* What you need to do
Copy every line below that contains the word "vertical".

↓

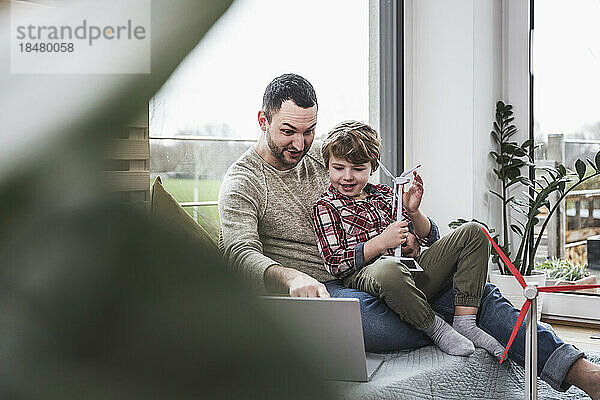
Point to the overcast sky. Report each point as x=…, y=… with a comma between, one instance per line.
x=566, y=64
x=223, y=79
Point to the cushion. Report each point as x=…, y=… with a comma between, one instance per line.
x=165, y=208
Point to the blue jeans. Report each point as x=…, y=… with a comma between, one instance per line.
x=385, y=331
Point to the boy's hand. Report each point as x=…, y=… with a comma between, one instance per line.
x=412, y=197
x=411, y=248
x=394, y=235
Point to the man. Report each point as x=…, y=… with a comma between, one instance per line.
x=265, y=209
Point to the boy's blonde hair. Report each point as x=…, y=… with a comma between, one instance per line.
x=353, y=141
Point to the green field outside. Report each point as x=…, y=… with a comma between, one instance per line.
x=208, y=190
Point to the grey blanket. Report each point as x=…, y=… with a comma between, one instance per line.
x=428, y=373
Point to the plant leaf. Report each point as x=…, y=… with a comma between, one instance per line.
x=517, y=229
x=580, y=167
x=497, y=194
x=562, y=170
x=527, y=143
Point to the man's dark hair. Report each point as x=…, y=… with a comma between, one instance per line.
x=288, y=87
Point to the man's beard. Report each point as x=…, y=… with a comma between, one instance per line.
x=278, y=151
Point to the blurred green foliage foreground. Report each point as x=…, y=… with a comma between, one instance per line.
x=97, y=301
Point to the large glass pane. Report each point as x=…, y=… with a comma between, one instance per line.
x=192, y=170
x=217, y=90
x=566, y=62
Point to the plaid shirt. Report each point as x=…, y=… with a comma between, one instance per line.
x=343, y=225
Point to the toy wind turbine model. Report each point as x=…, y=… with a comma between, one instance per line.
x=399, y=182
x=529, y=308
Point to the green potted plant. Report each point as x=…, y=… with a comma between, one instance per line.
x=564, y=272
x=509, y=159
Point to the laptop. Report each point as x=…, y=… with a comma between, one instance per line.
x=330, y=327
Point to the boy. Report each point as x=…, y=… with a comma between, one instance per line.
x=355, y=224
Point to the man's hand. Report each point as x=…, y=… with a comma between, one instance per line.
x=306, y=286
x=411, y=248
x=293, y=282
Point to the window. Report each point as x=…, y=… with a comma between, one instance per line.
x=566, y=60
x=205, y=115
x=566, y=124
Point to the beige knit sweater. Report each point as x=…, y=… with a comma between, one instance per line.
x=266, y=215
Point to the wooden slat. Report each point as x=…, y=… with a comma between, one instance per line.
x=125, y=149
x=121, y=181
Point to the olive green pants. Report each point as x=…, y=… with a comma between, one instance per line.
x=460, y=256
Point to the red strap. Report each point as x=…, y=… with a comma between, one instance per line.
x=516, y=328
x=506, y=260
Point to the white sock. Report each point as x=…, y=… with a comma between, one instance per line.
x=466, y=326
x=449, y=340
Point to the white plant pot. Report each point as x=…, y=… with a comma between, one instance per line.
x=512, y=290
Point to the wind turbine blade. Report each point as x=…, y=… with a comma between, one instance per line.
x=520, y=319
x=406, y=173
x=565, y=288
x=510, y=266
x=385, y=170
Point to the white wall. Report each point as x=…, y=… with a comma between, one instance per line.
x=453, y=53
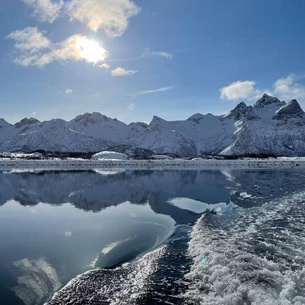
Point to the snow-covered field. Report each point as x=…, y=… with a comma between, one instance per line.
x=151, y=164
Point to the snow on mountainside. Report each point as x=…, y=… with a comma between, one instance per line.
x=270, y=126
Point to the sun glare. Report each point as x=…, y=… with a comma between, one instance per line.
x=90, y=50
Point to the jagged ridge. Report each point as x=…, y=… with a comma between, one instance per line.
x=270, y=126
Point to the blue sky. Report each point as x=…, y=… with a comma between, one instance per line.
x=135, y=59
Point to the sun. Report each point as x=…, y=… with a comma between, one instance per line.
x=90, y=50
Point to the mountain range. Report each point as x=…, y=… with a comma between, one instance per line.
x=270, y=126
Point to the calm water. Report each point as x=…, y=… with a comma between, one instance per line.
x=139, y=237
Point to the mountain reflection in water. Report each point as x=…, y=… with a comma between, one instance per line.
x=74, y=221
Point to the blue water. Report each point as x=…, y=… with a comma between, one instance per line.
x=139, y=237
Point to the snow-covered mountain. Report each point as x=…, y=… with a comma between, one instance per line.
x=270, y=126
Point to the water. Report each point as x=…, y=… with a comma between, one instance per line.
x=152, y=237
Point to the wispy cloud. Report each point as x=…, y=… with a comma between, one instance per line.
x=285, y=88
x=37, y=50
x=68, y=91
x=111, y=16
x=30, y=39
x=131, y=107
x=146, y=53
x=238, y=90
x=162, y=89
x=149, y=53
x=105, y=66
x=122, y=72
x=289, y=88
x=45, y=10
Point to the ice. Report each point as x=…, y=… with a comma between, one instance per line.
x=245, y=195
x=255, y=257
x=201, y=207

↑
↓

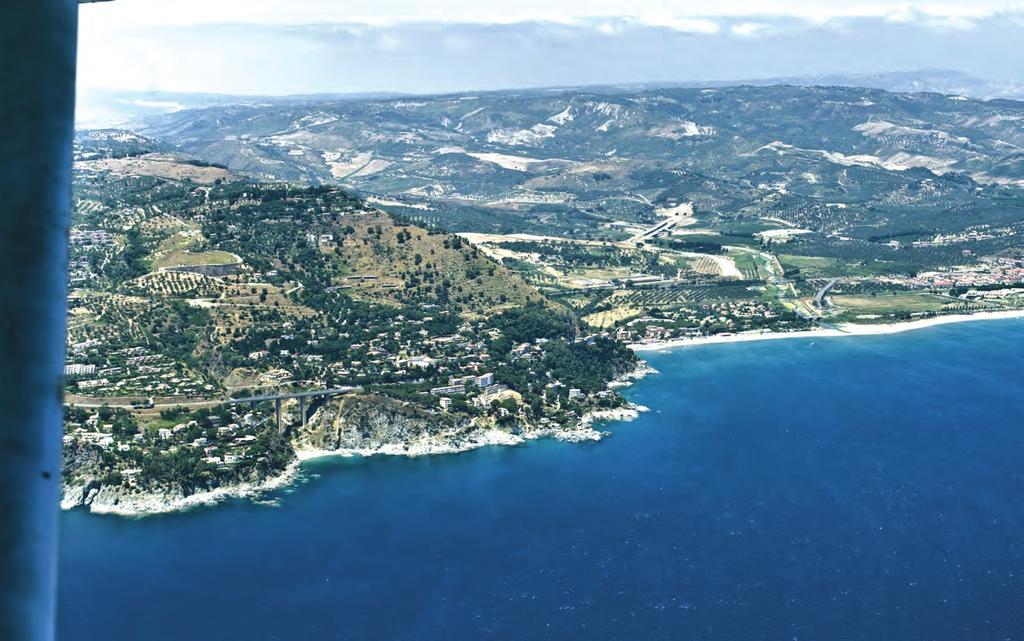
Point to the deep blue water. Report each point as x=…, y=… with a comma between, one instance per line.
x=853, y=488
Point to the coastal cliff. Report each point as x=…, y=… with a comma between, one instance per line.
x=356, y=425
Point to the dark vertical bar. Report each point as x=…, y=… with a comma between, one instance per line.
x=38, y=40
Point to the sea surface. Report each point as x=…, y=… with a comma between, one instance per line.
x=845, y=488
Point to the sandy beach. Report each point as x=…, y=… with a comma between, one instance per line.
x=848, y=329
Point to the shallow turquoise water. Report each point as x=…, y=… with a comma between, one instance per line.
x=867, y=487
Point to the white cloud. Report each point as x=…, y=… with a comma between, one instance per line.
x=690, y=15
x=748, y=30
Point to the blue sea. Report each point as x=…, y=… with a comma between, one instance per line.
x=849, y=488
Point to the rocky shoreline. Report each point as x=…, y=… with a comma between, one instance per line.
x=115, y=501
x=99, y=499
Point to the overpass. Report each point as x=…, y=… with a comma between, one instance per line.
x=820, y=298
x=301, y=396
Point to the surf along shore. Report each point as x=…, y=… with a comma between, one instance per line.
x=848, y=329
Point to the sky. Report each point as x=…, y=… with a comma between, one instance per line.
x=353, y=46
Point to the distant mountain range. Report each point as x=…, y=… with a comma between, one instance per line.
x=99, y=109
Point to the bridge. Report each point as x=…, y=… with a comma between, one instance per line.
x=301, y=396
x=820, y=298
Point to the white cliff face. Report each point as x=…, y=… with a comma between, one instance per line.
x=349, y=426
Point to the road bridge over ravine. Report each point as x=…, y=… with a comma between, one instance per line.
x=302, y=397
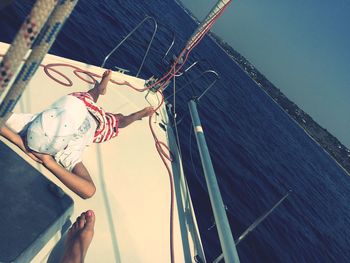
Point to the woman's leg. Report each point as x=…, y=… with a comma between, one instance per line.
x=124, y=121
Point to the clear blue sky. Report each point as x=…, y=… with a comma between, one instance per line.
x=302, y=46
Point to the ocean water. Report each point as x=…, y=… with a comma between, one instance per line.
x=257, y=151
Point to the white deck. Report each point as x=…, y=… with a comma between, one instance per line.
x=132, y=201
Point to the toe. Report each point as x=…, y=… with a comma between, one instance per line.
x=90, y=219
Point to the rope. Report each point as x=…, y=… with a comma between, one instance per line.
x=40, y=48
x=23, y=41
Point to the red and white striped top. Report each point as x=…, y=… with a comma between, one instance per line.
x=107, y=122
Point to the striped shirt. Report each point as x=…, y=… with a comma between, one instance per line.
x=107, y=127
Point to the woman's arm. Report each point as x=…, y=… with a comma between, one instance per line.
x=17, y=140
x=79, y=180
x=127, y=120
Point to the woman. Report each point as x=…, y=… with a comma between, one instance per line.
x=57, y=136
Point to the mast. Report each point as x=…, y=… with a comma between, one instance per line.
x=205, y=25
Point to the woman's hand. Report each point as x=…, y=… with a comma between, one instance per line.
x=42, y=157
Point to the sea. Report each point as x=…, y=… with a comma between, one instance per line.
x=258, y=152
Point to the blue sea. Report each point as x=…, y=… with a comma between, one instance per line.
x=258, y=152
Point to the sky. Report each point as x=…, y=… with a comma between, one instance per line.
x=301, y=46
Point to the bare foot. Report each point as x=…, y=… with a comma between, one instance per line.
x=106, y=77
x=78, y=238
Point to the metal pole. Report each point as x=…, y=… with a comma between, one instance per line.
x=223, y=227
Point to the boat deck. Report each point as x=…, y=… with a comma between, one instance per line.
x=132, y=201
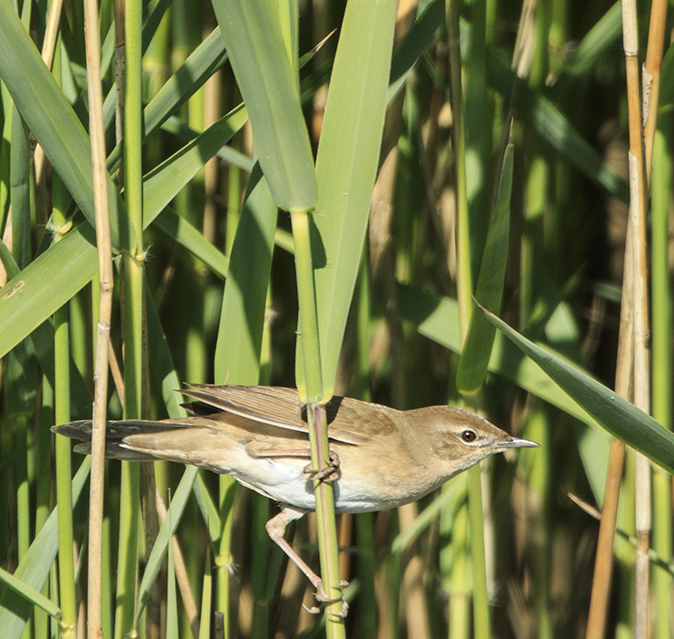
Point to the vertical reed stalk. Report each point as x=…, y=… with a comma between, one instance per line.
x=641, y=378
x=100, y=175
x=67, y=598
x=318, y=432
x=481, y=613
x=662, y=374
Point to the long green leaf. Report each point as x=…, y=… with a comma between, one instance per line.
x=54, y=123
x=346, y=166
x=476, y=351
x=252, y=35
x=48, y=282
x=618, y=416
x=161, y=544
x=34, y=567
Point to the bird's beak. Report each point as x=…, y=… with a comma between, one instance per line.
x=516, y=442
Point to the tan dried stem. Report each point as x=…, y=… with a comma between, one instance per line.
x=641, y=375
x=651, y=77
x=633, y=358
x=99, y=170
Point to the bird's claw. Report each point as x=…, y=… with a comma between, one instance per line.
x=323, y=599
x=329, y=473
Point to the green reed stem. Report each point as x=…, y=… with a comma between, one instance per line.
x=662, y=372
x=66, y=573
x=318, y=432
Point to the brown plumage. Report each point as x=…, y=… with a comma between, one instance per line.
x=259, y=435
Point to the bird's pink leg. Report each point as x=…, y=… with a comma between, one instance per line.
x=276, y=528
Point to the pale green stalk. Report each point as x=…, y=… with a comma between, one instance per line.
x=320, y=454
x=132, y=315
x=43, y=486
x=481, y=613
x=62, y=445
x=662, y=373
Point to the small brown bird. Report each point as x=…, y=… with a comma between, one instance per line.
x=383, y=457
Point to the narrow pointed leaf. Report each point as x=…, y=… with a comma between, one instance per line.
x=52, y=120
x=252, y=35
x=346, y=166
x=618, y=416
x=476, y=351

↑

* Solution for this task
Point to the dark vertical bar. Report each point as x=…, y=… with a comma between, one instance per line.
Point to the vertical reed stalk. Report each point as x=…, y=… with a comma between, one instance per line.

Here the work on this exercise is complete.